## Task requirements
Pick out each line in the records below that contains the string "silhouette". Letter case must match.

------------------------------------------------------------------------

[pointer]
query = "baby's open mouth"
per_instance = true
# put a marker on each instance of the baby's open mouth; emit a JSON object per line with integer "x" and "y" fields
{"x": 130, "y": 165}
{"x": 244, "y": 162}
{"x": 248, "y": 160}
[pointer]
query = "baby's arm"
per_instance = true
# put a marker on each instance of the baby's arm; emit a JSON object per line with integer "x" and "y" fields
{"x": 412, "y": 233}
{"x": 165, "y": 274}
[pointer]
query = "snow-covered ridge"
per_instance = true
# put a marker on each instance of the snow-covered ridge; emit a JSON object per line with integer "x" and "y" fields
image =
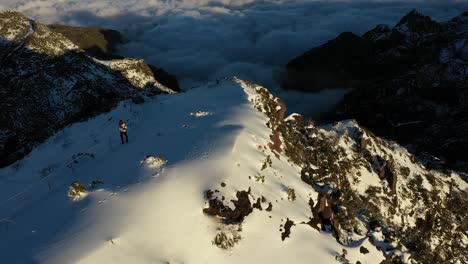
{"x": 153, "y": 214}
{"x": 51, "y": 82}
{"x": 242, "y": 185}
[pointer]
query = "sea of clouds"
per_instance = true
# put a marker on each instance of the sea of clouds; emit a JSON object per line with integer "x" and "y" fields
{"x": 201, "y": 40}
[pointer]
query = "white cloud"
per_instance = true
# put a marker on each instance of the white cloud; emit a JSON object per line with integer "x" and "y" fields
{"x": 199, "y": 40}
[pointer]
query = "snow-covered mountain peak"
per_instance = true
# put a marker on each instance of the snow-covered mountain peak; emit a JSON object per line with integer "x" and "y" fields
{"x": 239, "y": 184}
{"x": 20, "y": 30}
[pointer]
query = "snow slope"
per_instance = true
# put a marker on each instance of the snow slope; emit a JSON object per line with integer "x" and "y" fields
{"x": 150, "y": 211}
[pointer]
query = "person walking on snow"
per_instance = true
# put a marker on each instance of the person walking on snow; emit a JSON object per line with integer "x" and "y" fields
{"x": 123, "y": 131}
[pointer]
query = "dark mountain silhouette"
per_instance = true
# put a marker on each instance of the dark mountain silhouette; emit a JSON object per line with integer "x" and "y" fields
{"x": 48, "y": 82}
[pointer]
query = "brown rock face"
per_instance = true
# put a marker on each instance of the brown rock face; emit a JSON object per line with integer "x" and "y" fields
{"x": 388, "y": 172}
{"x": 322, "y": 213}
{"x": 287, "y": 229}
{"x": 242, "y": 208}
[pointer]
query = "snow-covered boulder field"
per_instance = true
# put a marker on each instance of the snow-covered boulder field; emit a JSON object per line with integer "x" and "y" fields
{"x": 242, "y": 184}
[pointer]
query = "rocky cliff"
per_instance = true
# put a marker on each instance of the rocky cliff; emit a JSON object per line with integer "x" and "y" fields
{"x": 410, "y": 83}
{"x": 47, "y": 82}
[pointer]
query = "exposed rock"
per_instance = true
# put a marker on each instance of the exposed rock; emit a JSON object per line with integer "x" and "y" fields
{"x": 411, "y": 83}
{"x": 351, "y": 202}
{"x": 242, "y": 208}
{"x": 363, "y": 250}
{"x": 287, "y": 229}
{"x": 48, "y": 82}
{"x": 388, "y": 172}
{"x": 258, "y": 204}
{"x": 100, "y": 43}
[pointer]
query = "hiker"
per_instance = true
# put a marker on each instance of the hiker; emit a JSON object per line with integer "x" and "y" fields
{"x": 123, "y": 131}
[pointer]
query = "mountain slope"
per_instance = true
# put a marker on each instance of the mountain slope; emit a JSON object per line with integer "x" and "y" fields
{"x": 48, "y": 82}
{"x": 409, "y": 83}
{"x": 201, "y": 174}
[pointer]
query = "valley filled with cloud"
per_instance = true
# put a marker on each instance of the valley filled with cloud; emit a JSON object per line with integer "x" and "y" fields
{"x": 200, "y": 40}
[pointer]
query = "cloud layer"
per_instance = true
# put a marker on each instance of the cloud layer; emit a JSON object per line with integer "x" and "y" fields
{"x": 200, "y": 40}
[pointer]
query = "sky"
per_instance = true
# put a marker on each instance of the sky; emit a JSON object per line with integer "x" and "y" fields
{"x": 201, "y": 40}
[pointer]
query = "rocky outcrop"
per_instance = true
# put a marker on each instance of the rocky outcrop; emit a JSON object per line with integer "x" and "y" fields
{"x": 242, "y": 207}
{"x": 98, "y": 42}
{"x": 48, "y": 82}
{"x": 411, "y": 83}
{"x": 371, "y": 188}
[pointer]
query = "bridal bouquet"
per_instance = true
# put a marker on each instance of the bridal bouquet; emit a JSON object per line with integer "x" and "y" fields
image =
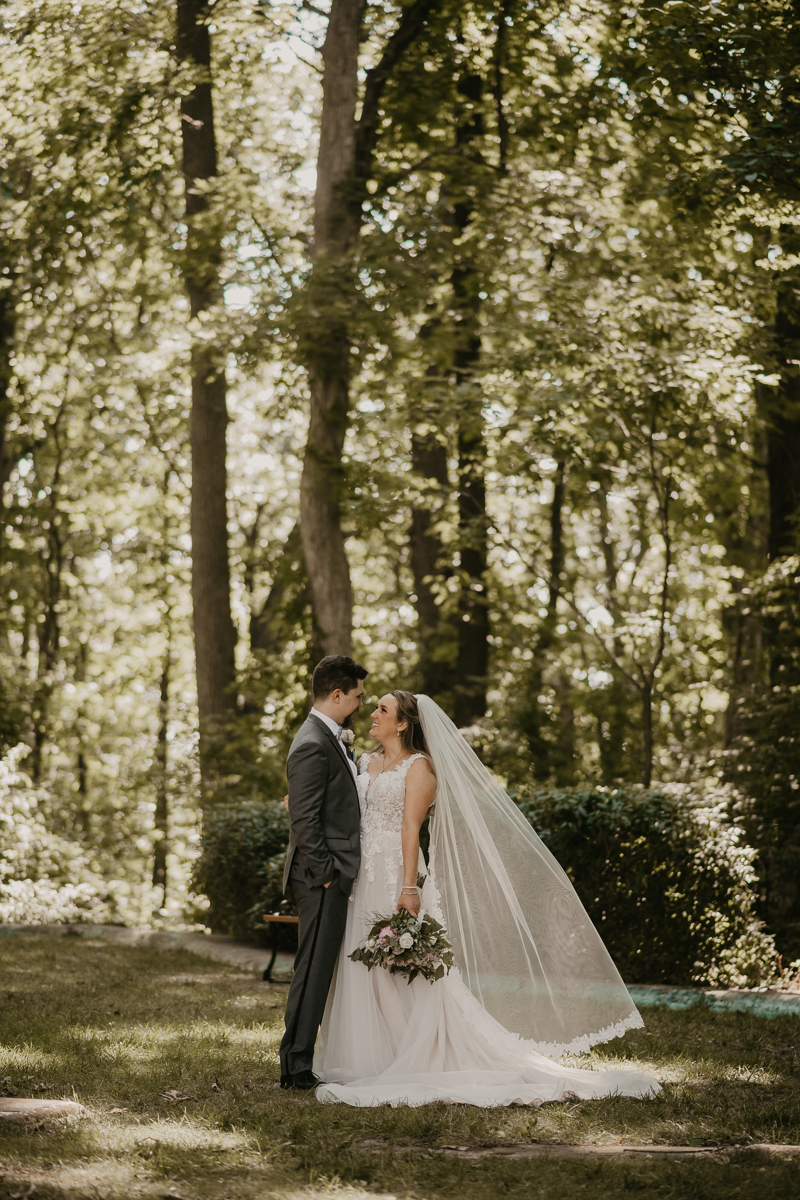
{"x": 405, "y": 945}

------------------------------------------------------------------------

## Final result
query = "dark mountain silhouette"
# put a marker on each instance of the dark mountain silhouette; emit a JSON object per line with integer "x" and "y" fields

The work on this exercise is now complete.